__What the exercise asks__. Output all entries precisely and leave out the pictures.

BEGIN

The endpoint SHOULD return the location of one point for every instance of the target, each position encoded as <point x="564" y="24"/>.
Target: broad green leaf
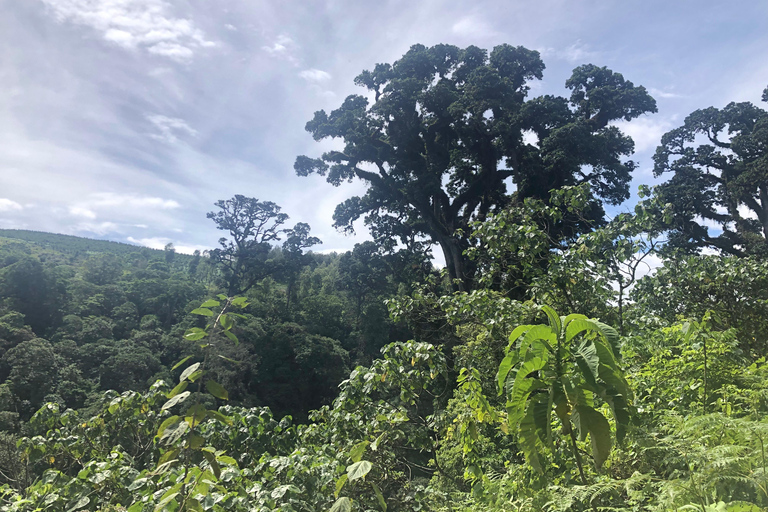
<point x="357" y="451"/>
<point x="80" y="503"/>
<point x="174" y="433"/>
<point x="578" y="326"/>
<point x="521" y="388"/>
<point x="538" y="332"/>
<point x="182" y="361"/>
<point x="216" y="390"/>
<point x="189" y="371"/>
<point x="231" y="337"/>
<point x="599" y="432"/>
<point x="195" y="415"/>
<point x="509" y="361"/>
<point x="340" y="484"/>
<point x="175" y="400"/>
<point x="343" y="504"/>
<point x="220" y="417"/>
<point x="194" y="336"/>
<point x="587" y="361"/>
<point x="358" y="470"/>
<point x="554" y="319"/>
<point x="380" y="497"/>
<point x="181" y="386"/>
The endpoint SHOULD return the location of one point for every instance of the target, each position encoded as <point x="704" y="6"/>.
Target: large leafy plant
<point x="565" y="371"/>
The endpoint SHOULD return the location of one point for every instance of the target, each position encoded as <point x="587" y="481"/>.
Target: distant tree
<point x="450" y="127"/>
<point x="294" y="258"/>
<point x="718" y="160"/>
<point x="246" y="258"/>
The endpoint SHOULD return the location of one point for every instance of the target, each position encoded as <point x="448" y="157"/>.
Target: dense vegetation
<point x="547" y="369"/>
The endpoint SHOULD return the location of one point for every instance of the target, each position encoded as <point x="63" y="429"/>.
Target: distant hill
<point x="68" y="243"/>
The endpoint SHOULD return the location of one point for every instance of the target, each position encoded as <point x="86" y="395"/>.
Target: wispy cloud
<point x="133" y="24"/>
<point x="576" y="53"/>
<point x="472" y="27"/>
<point x="659" y="93"/>
<point x="645" y="131"/>
<point x="170" y="128"/>
<point x="7" y="205"/>
<point x="283" y="46"/>
<point x="315" y="75"/>
<point x="161" y="242"/>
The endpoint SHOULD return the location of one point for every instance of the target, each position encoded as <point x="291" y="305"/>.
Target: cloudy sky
<point x="127" y="119"/>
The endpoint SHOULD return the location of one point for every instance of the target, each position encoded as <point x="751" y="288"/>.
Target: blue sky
<point x="127" y="119"/>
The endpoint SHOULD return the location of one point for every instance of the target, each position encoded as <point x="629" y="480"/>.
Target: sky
<point x="126" y="120"/>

END

__Answer for the task__.
The endpoint SHOULD return the location of one point for every instance of the target, each position encoded as <point x="564" y="24"/>.
Target: broad green leaf
<point x="357" y="451"/>
<point x="80" y="503"/>
<point x="174" y="433"/>
<point x="578" y="326"/>
<point x="521" y="388"/>
<point x="538" y="332"/>
<point x="182" y="361"/>
<point x="216" y="390"/>
<point x="189" y="371"/>
<point x="231" y="337"/>
<point x="599" y="432"/>
<point x="195" y="415"/>
<point x="509" y="361"/>
<point x="340" y="484"/>
<point x="175" y="400"/>
<point x="343" y="504"/>
<point x="220" y="417"/>
<point x="194" y="336"/>
<point x="587" y="361"/>
<point x="358" y="470"/>
<point x="554" y="319"/>
<point x="380" y="497"/>
<point x="181" y="386"/>
The endpoint SHOULD return the location of one point for every instance of the target, each position encoded as <point x="704" y="6"/>.
Target: large leafy plant
<point x="565" y="371"/>
The endpoint SHOULD return the location of one point for every instance of the target, each position encoded as <point x="587" y="481"/>.
Target: distant tree
<point x="450" y="127"/>
<point x="294" y="258"/>
<point x="718" y="160"/>
<point x="246" y="258"/>
The endpoint SHOULD return the location of one point for every instance of the target, each position encoded as <point x="448" y="157"/>.
Target: dense vegetation
<point x="547" y="369"/>
The endpoint SHOULD return the location of one point for every instance of the target, each position encoded as <point x="63" y="429"/>.
Target: distant hill
<point x="68" y="243"/>
The endpoint SHOULD return the location of one point for every instance of the target, each position encoded as <point x="86" y="395"/>.
Target: wispy cloud
<point x="133" y="24"/>
<point x="576" y="53"/>
<point x="472" y="27"/>
<point x="659" y="93"/>
<point x="645" y="131"/>
<point x="170" y="128"/>
<point x="7" y="205"/>
<point x="283" y="46"/>
<point x="315" y="75"/>
<point x="161" y="242"/>
The endpoint SHOULD return the location of one point for every instance of the target, each position encoded as <point x="291" y="305"/>.
Target: cloudy sky
<point x="127" y="119"/>
The endpoint SHOULD return the location of one point for every instance of the target, each position encoded as <point x="751" y="288"/>.
Target: blue sky
<point x="127" y="119"/>
The endpoint SHOULD return the location of one point for every instance of the target, each position encoded as <point x="629" y="480"/>.
Target: sky
<point x="126" y="120"/>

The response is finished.